Rewrite the stretch of the data from the line containing "In which part of this photograph is the unopened" through the line containing "(224, 178), (394, 256)", swapping "narrow" for "slender" and leaving everything else unchanged; return only those lines.

*** Records to process

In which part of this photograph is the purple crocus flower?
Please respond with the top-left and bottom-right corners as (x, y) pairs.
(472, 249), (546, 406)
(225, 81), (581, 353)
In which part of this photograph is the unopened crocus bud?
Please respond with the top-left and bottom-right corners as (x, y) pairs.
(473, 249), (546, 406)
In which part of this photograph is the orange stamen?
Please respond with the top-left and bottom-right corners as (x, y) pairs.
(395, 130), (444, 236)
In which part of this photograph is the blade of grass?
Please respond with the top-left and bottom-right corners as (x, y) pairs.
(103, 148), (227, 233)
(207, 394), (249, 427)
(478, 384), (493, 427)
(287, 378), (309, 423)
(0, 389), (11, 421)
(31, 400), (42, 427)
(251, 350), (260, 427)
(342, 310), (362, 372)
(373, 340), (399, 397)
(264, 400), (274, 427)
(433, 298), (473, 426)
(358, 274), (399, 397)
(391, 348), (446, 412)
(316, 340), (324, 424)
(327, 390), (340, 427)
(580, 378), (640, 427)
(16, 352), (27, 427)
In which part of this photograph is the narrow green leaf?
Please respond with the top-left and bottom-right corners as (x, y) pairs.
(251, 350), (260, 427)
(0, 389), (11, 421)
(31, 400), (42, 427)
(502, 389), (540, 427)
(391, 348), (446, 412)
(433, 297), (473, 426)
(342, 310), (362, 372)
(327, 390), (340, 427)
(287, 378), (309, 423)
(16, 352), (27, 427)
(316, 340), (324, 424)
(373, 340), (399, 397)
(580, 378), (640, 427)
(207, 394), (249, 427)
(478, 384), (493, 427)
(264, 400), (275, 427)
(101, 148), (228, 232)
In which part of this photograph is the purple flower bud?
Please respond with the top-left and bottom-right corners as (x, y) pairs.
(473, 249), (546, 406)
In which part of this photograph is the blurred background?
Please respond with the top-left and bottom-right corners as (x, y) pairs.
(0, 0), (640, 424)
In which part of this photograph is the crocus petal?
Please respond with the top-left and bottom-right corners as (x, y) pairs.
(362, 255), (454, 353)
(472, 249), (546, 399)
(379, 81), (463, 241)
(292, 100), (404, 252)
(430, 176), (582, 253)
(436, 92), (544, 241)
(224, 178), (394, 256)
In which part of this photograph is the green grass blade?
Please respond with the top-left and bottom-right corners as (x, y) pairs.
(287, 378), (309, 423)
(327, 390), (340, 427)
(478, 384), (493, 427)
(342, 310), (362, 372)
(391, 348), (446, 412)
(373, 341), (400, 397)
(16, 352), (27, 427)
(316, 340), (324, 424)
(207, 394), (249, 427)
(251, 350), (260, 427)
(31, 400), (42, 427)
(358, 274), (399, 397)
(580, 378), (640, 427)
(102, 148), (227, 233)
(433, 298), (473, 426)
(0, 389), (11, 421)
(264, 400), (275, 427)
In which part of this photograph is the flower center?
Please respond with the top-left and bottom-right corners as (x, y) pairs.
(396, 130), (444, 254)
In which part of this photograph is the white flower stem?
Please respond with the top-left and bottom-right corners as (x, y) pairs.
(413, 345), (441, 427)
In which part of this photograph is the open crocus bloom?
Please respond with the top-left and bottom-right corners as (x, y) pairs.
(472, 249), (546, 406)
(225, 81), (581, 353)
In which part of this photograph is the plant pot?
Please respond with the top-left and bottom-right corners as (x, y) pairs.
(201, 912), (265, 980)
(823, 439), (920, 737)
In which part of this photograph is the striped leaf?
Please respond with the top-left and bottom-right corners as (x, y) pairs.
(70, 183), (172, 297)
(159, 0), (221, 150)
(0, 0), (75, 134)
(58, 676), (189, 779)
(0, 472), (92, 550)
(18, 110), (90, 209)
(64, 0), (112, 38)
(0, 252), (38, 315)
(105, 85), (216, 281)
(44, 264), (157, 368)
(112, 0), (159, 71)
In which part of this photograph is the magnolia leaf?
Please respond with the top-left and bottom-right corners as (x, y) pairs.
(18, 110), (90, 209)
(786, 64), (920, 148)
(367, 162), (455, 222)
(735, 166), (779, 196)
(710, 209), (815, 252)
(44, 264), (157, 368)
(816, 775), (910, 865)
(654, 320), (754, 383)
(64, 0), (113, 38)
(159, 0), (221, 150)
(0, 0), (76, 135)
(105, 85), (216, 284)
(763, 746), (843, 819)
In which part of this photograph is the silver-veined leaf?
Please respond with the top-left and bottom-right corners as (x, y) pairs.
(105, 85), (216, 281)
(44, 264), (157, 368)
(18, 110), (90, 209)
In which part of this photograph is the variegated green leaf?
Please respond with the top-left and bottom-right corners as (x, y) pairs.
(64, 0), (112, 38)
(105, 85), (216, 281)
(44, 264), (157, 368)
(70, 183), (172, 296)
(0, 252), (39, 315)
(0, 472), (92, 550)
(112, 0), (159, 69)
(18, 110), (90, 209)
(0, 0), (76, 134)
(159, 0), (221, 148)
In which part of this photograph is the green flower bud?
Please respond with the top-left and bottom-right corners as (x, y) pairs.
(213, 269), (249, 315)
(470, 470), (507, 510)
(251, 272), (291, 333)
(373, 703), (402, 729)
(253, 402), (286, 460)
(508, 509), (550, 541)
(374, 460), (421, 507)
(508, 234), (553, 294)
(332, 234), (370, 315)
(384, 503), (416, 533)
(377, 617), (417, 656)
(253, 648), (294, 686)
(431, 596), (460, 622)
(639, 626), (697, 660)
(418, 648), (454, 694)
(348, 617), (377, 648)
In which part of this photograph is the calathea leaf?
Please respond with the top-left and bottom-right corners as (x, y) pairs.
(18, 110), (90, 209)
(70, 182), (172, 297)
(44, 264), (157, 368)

******

Answer in full:
In which part of this photograph is the unopened crocus bud?
Please respond with the top-left and bottom-right corners as (x, y) pairs.
(473, 249), (546, 406)
In which part of this photograph is the orange stamen?
Please respond with the top-left and bottom-right corners as (x, y) pairs.
(395, 130), (444, 236)
In which part of this photograph is the blade of grass?
Please respond with the top-left and bottom-right corners as (x, y) pairs.
(103, 148), (227, 233)
(207, 394), (249, 427)
(478, 384), (493, 427)
(287, 378), (309, 423)
(0, 389), (11, 421)
(31, 400), (42, 427)
(251, 350), (260, 427)
(342, 310), (362, 372)
(373, 340), (399, 397)
(264, 400), (274, 427)
(433, 298), (473, 426)
(358, 274), (399, 397)
(391, 348), (446, 412)
(316, 340), (324, 424)
(327, 390), (340, 427)
(580, 378), (640, 427)
(16, 352), (27, 427)
In which part of this photograph is the slender green leaf?
Please respond with the top-left and bottom-right corners as (x, y) pairs.
(251, 350), (260, 427)
(0, 389), (11, 421)
(31, 400), (42, 427)
(502, 389), (540, 427)
(391, 348), (446, 412)
(433, 297), (473, 426)
(342, 310), (362, 372)
(327, 390), (340, 427)
(287, 378), (309, 423)
(16, 352), (27, 427)
(316, 340), (324, 424)
(373, 340), (399, 397)
(580, 378), (640, 427)
(207, 394), (249, 427)
(478, 384), (493, 427)
(264, 400), (275, 427)
(101, 148), (228, 232)
In which part of this photograph is the purple flower bud?
Please respond with the top-left and bottom-right corners as (x, y) pairs.
(473, 249), (546, 406)
In which part of this photograph is the blurred background?
Please respond with the top-left and bottom-right corners as (x, y) pairs.
(0, 0), (640, 424)
In which part of this photograph is the crocus petal?
Please respond with the top-left and bottom-right corners as (x, y) pairs.
(362, 255), (454, 353)
(472, 249), (546, 399)
(379, 81), (463, 241)
(292, 100), (404, 252)
(430, 176), (582, 253)
(436, 92), (544, 241)
(224, 178), (394, 256)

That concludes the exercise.